## Begin Excerpt provided

In the course of ordinary life, however, it does not always seem clear how to operate according to the dictates of reason. Ethical decisions are certainly good candidates for one paradigm of reason: when conditions are such that a dilemma involving the choice of right over wrong is mandated, the faculty of reason is evoked and either realized, by doing right, or denied, by doing wrong.
In fact, in to the extent that the very nature of conscious being-in-the-world can be described as an ongoing positing of "how to act", every decision is really an ethical decision. According to this view, there can be no such thing as a naturalistic fallacy, no "is-ought" gap. States of affairs or phenomena exist for consciousness qua reason exactly insofar as they figure in the manifestation of reason. Furthermore, for a given state of affairs, when a reasonable assessment is made versus an unreasonable one, then the new state of affairs which has as one of its elements the reasonable judgement must in some sense be intrinsically superior to that with an unreasonable judgement.
Now, states of affairs are being assessed not in and of themselves, but purely in aid of the manifestation of reason. Reason is being discovered, exhibited, created, or otherwise brought into being. This suggests that the exercise of reason is simultaneously the exhibition of reason (further denuding the naturalistic fallacy). There are not nor could ever be vacantly empirical premises. The nearest thing would be a solitary noun like "tree", but it would have to be devoid of any context, implication, even any sense of "pointing." In fact, the very positing of something as a premise, or statement or even a "fact" makes of the thing a mental construct, with all that implies (one cannot posit then deny the fact of positing).
Thus, whenever consciousness evaluates states of affairs, it is in fact evaluating the manifestation of reason implicit within some framing context with respect to some further manifestation of reasonableness on its own part. Indeed, the manifestations of reason are not merely the actions of other conscious beings since these, viewed in isolation, would mean little more than "tree." Rather, what is being grasped and responded to is the underlying theme or essence of the conscious-acting being. In other words, there is an ongoing dialogue with not only the proximate consciousnesses of the immediate context, but a deeper embedded conscious framework extending throughout the entire socio-historic framework.
At the outset we suggested that ethics often appears as the day-to-day paradigm of reason, which led to the recognition of the extrusion of consciousness into the world via its own "act-being." If an ethical dilemma is a common significator of the reasonable faculty, wherein lies the difficulty which makes such a state of affairs a dilemma? On the one hand, reason must identify the correct choice. But there must be some other choice as well, with compelling inducements to counteract the force of right judgement. How can reason be sufficient to reveal the right choice yet not be adequate to assure it?
Consciousness exists, yet it does not fully comprehend why or how. Accordingly, it constantly seeks to posit and affirm its own existence. The "self" of the individual consciousness is the thematic thread that binds the indubitable but still mysterious fact of present awareness simultaneously to a past and future being united by a unique pattern of behaviours. The course of this investigation has suggested the ultimate goal of fully reasoned behaviour; but what is the more common reality? Clearly there is no clear consensus as to reasonable behaviour, beyond the few universally shared aphorisms of the major religions perhaps. These may indeed form the foundations of the first being of consciousness (and the attraction of the Jungian model). But the need for a present being of the self requires act-principles applicable in a much wider variety of situations.

## End Excerpt provided

- Set task a
Reproduce every line of the listing below, requests included, but shift each polygon coordinate in the answers up by 137. Leave the coordinates in the format samples unchanged.

## Begin Listed entries

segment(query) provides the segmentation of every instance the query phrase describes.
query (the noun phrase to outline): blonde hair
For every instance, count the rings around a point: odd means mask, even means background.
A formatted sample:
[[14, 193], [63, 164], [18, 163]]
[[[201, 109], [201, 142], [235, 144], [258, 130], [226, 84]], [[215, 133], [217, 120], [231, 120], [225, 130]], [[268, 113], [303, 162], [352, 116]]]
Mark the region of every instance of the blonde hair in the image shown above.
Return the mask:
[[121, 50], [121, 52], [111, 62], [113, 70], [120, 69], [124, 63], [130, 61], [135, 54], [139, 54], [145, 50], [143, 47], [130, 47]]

## End Listed entries

- Set task b
Answer these questions from the passage on reason and ethics:
(i) What solitary noun is offered as the nearest thing to a vacantly empirical premise?
(ii) What does consciousness constantly seek to do, given that it does not fully comprehend why or how it exists?
(iii) Under the view that every decision is really an ethical decision, what two things are said not to exist?

- Right answer a
segment(query) provides the segmentation of every instance the query phrase describes.
query (the noun phrase to outline): blonde hair
For every instance, count the rings around a point: odd means mask, even means background.
A formatted sample:
[[14, 193], [63, 164], [18, 163]]
[[[201, 109], [201, 142], [235, 144], [258, 130], [226, 84]], [[215, 133], [217, 120], [231, 120], [225, 130]], [[268, 113], [303, 162], [352, 116]]]
Mark the region of every instance of the blonde hair in the image shown above.
Return the mask:
[[258, 187], [258, 189], [248, 199], [250, 207], [257, 206], [261, 200], [267, 198], [272, 191], [276, 191], [282, 187], [280, 184], [267, 184]]

- Right answer b
(i) "Tree."
(ii) It constantly seeks to posit and affirm its own existence.
(iii) A naturalistic fallacy and an "is-ought" gap.